Exercise passage -
──────

Longitudinal FreeSurfer with non-linear subject-specific template improves sensitivity to cortical thinning
Malte Hoffmann1,2, David Salat1,2, Martin Reuter*1,2,3, and Bruce Fischl*1,2,4
1Athinoula A. Martinos Center for Biomedical Imaging, Charlestown, MA, United States, 2Department of Radiology, Harvard Medical School, Boston, MA, United States, 3German Center for Neurodegenerative Diseases, Bonn, Germany, 4Computer Science and Artificial Intelligence Laboratory, Massachusetts Institute of Technology, Cambridge, MA, United States


Longitudinal FreeSurfer creates a within-subject template by rigidly registering and median-filtering longitudinal timepoints (TP). Information common to all TPs is extracted from the template for unbiased TP initialization, resulting in substantial improvements over cross-sectional processing. However, this approach is not optimal in the presence of severe atrophy or other large-scale anatomical change, which causes voxels to be filtered across tissue classes. We address this problem by introducing an enhanced longitudinal stream that deforms each TP using non-linear registration to construct the template. We demonstrate considerable increases in sensitivity to cortical thinning, without affecting test-retest reliability.


*Sharing senior authorship.


Longitudinal design has become increasingly popular in studies into aging and disease-related brain atrophy due to increased sensitivity to temporal change. This trend led to the development of processing pipelines tailored to longitudinal datasets such as longitudinal FreeSurfer (FS)1. In FS, a subject-specific template is created by rigidly registering and median-filtering timepoints (TP)2, as explained in Figure 1. This allows the extraction of information common to all TPs to initialize the processing of each TP without treating any one of them (e.g. the baseline) differently than the others, to avoid introducing processing bias.1

While this approach resulted in substantial improvements over cross-sectional processing1, it is not optimal in the presence of large scale changes in anatomy across time. Figure 2 illustrates that creating the base from two rigidly aligned TPs can be equivalent to filtering voxels across tissue classes. Our contribution overcomes this problem by introducing a non-linear coordinate system into the template creation. We present and evaluate an enhanced longitudinal stream which deforms each TP using non-linear registration to construct the template.


Subject-specific template
Templates were generated using ANTs'3 multivariate template creation, modified to perform non-linear SyN3 registration only. A rigid template was obtained as the median of normalized skull-stripped images from standard FS after robust registration2 into an unbiased mid-space, as in longitudinal FS1. Iterative deformable registration of each TP to the template was initialized with the rigid transforms, and the template was updated after each iteration (n=4). We computed the final template as the voxel-wise median of the warped TPs.

FreeSurfer integration and processing
The template creation was integrated with FS/recon-all for longitudinal processing. White/pial surfaces were generated for the non-linear template and copied to each TP for initialization. Longitudinal processing was performed in the space of the initial rigid template since warping TPs into non-linear-template space would remove effects. Template surfaces were not deformed with the warp fields for TP initialization.

──────

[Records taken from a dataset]
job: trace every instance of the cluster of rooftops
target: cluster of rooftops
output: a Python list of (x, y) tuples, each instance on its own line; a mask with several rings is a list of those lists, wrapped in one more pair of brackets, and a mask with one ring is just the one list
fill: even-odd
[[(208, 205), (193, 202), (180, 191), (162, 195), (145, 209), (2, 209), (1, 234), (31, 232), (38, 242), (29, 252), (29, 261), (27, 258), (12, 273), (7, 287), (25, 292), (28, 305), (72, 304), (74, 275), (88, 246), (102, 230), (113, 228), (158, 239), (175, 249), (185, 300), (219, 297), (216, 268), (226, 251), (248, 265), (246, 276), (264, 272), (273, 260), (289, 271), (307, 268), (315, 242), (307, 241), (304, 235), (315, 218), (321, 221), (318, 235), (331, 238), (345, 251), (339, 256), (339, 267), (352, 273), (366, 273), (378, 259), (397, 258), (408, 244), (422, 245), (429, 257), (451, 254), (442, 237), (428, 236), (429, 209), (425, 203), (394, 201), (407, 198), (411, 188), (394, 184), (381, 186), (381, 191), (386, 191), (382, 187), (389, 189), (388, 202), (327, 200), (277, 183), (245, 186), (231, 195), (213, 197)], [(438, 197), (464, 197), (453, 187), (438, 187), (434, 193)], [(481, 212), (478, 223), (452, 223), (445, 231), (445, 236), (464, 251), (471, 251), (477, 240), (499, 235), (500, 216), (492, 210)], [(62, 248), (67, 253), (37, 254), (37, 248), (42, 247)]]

──────

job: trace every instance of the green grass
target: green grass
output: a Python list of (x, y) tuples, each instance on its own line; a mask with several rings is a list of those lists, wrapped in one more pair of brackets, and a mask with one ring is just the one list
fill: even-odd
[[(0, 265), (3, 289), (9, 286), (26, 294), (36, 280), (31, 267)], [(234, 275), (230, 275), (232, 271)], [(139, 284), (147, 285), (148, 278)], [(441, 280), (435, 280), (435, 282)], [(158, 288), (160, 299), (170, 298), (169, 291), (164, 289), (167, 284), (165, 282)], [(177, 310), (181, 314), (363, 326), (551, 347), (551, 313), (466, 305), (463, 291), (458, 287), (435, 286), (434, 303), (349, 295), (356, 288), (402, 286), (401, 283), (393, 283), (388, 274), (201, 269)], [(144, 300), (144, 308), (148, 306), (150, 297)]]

──────

Questions to answer -
**a)** Summarize the FreeSurfer text in two sentences.
**b)** Please reproduce the FreeSurfer text between "FreeSurfer integration and" and "for TP initialization.", inclusive, and switch "surfaces" to "meshes".
Rely only on the FreeSurfer text, not the data.

Responses per task -
**a)** Longitudinal FreeSurfer builds a within-subject template by rigidly registering and median-filtering timepoints, but this is not optimal under severe atrophy or other large-scale anatomical change, which causes voxels to be filtered across tissue classes. The authors introduce an enhanced longitudinal stream that deforms each timepoint using non-linear registration to construct the template, and they report considerable increases in sensitivity to cortical thinning without affecting test-retest reliability.

**b)**
FreeSurfer integration and processing
The template creation was integrated with FS/recon-all for longitudinal processing. White/pial meshes were generated for the non-linear template and copied to each TP for initialization. Longitudinal processing was performed in the space of the initial rigid template since warping TPs into non-linear-template space would remove effects. Template meshes were not deformed with the warp fields for TP initialization.